"""
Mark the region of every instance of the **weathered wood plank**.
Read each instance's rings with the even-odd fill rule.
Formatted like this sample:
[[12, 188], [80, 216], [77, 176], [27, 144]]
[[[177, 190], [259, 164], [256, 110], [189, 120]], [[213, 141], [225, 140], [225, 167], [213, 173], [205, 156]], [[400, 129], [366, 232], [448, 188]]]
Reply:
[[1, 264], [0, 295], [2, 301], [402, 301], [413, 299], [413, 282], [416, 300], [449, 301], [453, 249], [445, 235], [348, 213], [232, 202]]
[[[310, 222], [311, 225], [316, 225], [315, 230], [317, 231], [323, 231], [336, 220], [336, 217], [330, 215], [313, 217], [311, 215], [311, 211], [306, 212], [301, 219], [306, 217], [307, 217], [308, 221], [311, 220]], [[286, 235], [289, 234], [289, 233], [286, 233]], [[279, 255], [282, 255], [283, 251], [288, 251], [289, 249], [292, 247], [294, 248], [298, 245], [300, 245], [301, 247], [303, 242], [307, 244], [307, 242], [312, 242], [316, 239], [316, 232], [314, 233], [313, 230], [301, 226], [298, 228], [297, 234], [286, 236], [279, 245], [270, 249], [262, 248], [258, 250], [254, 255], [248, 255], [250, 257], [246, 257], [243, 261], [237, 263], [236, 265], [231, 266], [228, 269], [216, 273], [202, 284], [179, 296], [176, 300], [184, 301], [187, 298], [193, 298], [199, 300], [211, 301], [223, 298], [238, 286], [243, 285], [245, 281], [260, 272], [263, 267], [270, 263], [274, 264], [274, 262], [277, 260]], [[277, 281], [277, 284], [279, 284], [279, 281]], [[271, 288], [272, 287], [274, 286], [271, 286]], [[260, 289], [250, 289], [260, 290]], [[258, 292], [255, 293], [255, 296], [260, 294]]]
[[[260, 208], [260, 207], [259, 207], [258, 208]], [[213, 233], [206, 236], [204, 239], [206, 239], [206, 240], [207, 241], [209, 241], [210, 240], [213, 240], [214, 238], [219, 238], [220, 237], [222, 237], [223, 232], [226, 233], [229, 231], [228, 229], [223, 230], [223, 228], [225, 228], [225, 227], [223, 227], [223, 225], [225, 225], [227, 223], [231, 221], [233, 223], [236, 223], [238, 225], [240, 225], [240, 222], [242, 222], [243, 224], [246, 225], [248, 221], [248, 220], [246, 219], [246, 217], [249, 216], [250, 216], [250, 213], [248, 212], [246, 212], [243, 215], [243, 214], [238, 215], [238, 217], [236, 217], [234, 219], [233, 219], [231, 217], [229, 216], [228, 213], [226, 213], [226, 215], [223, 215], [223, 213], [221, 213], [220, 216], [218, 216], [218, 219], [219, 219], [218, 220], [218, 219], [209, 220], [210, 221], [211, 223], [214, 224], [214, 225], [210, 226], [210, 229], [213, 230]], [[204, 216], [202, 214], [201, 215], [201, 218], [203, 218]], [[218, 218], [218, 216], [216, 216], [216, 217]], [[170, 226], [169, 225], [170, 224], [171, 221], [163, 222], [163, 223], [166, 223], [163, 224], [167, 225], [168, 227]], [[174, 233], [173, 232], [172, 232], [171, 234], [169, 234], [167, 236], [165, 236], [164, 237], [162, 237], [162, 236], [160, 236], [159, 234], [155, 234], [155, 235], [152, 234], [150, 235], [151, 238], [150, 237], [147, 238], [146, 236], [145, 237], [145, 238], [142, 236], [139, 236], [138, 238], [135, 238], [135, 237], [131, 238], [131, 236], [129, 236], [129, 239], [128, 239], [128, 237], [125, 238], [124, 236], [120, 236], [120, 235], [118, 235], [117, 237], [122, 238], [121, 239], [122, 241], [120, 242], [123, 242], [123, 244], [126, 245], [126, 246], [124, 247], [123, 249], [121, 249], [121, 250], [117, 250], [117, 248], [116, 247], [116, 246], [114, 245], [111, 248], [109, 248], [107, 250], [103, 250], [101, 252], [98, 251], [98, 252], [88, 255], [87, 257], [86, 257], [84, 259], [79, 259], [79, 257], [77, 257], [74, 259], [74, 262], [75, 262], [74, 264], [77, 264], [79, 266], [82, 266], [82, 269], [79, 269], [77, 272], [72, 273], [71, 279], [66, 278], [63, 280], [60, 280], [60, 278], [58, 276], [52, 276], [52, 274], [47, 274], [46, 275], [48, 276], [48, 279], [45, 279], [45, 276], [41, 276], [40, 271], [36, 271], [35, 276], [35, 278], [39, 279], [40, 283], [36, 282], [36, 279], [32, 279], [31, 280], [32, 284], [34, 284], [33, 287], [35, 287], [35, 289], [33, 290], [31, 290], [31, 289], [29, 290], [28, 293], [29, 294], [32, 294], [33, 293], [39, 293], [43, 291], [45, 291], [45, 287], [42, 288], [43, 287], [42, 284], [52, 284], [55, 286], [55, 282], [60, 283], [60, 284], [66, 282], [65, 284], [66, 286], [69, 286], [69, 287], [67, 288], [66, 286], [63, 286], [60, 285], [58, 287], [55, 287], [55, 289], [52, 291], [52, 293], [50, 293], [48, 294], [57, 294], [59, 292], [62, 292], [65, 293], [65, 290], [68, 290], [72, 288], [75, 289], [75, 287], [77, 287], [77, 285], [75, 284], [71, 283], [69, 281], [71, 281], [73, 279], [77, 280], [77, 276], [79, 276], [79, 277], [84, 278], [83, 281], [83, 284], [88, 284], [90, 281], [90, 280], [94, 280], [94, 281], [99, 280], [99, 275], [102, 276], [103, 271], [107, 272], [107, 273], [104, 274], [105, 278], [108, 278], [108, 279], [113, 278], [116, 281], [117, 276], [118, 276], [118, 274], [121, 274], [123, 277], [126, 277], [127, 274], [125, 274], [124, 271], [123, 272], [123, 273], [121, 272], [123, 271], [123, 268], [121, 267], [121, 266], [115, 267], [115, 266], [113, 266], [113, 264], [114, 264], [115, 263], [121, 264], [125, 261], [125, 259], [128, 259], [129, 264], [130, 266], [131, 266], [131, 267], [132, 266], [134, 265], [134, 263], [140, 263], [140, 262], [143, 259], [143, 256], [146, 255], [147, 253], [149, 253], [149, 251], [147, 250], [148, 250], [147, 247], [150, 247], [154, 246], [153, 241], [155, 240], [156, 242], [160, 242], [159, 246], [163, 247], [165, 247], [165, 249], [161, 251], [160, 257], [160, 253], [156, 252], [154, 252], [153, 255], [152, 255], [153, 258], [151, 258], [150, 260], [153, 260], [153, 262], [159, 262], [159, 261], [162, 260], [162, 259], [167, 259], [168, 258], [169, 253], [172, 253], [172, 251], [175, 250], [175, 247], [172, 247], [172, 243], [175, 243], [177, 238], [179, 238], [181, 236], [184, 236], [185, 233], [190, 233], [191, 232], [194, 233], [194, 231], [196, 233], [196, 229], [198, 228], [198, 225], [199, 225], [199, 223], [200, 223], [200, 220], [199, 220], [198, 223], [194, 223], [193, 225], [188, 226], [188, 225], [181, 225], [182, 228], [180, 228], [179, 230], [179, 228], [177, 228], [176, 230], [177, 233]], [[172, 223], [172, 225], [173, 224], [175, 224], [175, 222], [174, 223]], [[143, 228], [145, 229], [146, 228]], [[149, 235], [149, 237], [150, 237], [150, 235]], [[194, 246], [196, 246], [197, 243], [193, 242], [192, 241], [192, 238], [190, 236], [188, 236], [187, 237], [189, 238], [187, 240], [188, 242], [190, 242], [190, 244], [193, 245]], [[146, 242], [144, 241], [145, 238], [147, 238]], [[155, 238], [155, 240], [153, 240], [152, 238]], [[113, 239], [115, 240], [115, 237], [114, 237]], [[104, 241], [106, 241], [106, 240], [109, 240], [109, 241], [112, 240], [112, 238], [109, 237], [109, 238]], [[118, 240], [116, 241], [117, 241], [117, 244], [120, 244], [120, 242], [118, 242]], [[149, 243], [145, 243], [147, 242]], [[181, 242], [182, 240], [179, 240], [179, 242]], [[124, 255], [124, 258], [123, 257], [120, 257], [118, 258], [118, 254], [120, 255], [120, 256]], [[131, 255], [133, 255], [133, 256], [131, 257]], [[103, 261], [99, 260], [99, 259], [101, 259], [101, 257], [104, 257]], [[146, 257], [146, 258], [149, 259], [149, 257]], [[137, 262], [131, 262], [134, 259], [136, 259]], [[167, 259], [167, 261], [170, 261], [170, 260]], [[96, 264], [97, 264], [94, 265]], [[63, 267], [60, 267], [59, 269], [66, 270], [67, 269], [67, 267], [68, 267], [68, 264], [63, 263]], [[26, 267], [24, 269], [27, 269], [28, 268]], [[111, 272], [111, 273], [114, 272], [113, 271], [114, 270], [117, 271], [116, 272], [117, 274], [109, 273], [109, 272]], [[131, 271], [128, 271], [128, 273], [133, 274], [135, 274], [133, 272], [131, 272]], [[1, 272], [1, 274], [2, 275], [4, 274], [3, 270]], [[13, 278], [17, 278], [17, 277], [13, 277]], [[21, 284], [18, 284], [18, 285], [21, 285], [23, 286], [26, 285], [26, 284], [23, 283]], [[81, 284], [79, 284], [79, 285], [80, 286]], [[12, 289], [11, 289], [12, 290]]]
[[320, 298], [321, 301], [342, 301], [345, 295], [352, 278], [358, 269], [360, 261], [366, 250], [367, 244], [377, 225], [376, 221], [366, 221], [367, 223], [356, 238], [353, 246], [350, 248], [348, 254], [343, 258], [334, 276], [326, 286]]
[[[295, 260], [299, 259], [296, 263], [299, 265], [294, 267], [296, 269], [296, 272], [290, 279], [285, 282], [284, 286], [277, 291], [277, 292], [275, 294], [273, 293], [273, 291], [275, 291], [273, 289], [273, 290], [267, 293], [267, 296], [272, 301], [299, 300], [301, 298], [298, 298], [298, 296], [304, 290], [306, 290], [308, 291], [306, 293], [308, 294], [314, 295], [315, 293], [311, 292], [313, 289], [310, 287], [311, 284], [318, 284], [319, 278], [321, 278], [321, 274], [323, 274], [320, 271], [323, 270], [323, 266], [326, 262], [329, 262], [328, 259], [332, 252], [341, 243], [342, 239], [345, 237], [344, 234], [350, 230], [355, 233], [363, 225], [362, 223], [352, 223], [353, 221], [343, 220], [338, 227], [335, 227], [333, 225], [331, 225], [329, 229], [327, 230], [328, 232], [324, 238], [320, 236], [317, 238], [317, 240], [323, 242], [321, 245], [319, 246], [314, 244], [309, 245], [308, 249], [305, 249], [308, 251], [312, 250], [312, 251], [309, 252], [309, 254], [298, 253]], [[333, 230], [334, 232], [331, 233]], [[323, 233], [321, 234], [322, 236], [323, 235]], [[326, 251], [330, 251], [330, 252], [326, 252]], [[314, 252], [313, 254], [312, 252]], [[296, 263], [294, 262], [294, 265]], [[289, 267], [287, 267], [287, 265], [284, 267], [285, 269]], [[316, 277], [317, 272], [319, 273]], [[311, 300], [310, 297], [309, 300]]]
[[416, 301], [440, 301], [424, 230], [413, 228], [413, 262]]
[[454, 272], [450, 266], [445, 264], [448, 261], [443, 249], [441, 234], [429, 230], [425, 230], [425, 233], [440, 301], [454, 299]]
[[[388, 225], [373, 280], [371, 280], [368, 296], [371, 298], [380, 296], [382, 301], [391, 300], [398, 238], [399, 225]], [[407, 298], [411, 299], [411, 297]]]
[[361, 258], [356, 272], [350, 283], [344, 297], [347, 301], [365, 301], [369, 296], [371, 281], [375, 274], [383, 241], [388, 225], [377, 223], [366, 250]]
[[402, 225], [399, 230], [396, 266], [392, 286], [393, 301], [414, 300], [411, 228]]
"""
Objetivo —
Presenta en una tabla Markdown las líneas de los ítems desde el comienzo hasta la línea que contiene "213], [232, 202]]", ambas incluidas, con la columna Nº para el número de fila y la columna Línea para su texto. Deja fuera las líneas en blanco.

Respuesta a la tarea —
| Nº | Línea |
|---|---|
| 1 | Mark the region of every instance of the **weathered wood plank**. |
| 2 | Read each instance's rings with the even-odd fill rule. |
| 3 | Formatted like this sample: |
| 4 | [[12, 188], [80, 216], [77, 176], [27, 144]] |
| 5 | [[[177, 190], [259, 164], [256, 110], [189, 120]], [[213, 141], [225, 140], [225, 167], [213, 173], [205, 156]], [[400, 129], [366, 232], [448, 188]]] |
| 6 | Reply: |
| 7 | [[1, 264], [0, 295], [2, 301], [402, 301], [413, 299], [413, 282], [416, 300], [449, 301], [453, 249], [445, 235], [348, 213], [232, 202]] |